Now that has resulted in a series of quandaries as to what it is that my colleagues and I are engaged in. We live in a world of knowledge silos and those of us who seek to integrate and/or synthesis can encounter problems. To be clear I am not suggested a theory of everything, that is a dark path that leads to dark places. One of the reasons I plan a series of posts to differentiate Cynefin from other complexity approaches is to explore that space; and I hope the authors of those other approaches are not too precious as sometimes you have to draw harder distinctions in writing than you do in conversation in order to make progress. So what to call the field, how to be authentic to the various sources and ideas is a matter of some import.

But it is also a wider issue, namely that of scientific method in social systems. If we go back to the foundations of sociology with Saint-Simon and then Comte we see it taking part in the context of Newtonianism. That tradition which continues to the present day seeks to reduce things to elements and rules, It looks for repeatability, hypothesis following by testing using the méthode scientifique. Now I don’t want to challenge that, but I think atomism has its limits and obviously scientific method is not confined to that. But oh boy is it popular, from the crude linear causality of Dawkin’s selfish gene to the more interesting work on fundamental particles in physics.

But somehow or other this has always seemed problematic in human systems. The hypothesis based method, the assumption of repeatability does not seem adequate to the sheer complexities (sic) of social systems. So you can see where the various forms and inheritors of post-modernism seek solace, they define themselves by what they are not which is often necessary but problematic. A form of waiting for the synthesis to emerge to take a Hegelian perspective. Related we have the issue of the depth of specialisation within the various knowledge silos which can make it problematic for the generalist as you are always skirting over partially understood theories. Also we have fewer generalists, Max Boisot was one of the last and we all miss him still. So it can be difficult to gain the attention of the silo specialists to a wider programme.

Now I am starting to see a way forward here. at the Hay festival this year I had a chance to spend half a day looking at Constructor Theory in physics. This seeks to shift away from atomistic to whole systems approach. Crudely (and I know it is far more than this) you look at what is possible with the bounds of what is known within the natural sciences and then within those boundaries ask what is the lowest energy cost of replication. That opens up new possibilities not just within physics but within social sciences. It allows us to look at what we know from siloed scientific disciplines, and what we know to be false (both are important and different) then explore replication energy levels. That might be through narrative landscapes, through safe-to-fail experiments or through trans disciplinary exchanges at various levels. Interestingly it also allows us to make statement about the current and future state and to provide an explanation of the past which is non-linear in nature.

So what is the right name for this type of study? Is it genuinely novel? Those and other related questions currently concern and are driving my own reading and experimental work.

> **Natural language region descriptions**
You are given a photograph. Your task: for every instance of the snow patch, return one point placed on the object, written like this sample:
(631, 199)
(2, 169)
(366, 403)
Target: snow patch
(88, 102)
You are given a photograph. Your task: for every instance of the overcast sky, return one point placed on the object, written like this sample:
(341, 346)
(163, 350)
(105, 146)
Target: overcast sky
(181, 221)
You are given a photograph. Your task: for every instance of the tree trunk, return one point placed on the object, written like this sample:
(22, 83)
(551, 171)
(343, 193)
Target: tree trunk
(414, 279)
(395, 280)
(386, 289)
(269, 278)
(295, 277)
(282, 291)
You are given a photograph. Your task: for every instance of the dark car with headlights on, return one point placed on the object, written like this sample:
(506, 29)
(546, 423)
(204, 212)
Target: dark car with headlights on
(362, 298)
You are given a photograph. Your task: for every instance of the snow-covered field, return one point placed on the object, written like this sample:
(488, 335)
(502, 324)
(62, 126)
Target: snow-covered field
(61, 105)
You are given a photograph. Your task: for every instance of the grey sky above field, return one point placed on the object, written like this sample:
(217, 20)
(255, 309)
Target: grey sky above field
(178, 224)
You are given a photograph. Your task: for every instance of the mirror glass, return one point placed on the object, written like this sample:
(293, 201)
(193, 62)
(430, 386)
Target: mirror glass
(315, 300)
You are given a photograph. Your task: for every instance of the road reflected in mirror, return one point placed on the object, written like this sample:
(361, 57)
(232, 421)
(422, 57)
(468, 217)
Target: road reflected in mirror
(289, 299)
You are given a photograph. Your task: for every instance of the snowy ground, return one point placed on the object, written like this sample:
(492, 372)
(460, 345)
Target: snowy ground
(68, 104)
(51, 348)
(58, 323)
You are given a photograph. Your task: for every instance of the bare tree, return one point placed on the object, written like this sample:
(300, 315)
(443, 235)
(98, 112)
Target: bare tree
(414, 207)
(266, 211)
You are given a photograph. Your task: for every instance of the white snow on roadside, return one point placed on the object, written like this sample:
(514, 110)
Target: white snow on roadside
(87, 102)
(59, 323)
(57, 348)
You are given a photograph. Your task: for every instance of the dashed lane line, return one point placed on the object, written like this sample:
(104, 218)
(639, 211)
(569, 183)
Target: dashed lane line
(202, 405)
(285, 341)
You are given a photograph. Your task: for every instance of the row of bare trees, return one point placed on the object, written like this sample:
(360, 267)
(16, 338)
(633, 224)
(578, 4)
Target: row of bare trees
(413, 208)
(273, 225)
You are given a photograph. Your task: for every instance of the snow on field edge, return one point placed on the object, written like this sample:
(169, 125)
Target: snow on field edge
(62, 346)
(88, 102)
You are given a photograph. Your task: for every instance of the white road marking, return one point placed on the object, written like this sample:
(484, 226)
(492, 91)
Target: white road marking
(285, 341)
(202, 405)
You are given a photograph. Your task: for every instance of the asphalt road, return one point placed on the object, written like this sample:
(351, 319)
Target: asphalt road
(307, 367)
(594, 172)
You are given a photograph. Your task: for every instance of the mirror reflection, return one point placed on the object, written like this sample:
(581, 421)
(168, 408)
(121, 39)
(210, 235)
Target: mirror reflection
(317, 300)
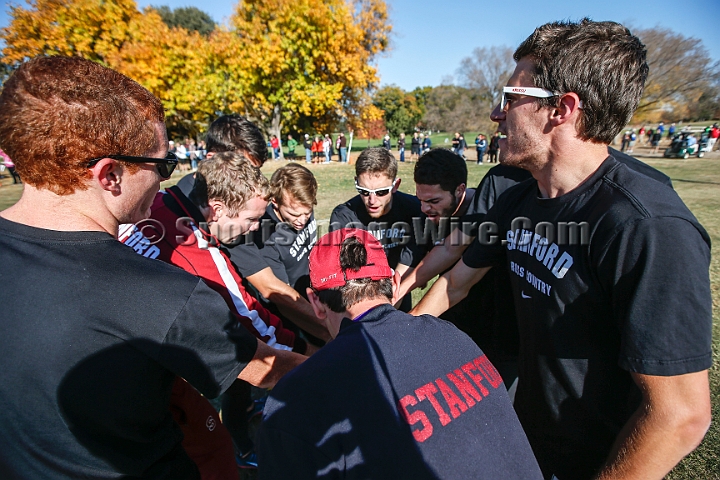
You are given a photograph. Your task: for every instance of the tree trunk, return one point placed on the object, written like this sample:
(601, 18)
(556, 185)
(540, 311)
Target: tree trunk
(276, 127)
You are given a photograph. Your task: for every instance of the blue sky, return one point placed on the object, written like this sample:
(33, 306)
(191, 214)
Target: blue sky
(431, 38)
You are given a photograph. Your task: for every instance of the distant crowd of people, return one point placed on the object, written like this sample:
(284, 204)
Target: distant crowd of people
(567, 335)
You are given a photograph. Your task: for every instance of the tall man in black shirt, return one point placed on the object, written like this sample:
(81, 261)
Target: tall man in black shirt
(89, 353)
(383, 211)
(614, 318)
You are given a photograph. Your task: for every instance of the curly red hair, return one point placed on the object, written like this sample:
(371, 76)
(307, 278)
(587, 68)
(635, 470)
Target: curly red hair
(56, 113)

> **BRIEF 1**
Translate this sentence from the page excerpt on complexity and social science into Spanish: "So it can be difficult to gain the attention of the silo specialists to a wider programme."
> **BRIEF 2**
Using the page excerpt on complexity and social science, answer each question briefly:
(a) Which two figures are named at the foundations of sociology?
(b) At which event did the writer spend half a day looking at Constructor Theory?
(c) Who is described as one of the last generalists?

> **TASK RESPONSE 1**
Por eso puede resultar difícil atraer la atención de los especialistas de cada silo hacia un programa más amplio.

> **TASK RESPONSE 2**
(a) Saint-Simon and Comte
(b) The Hay festival
(c) Max Boisot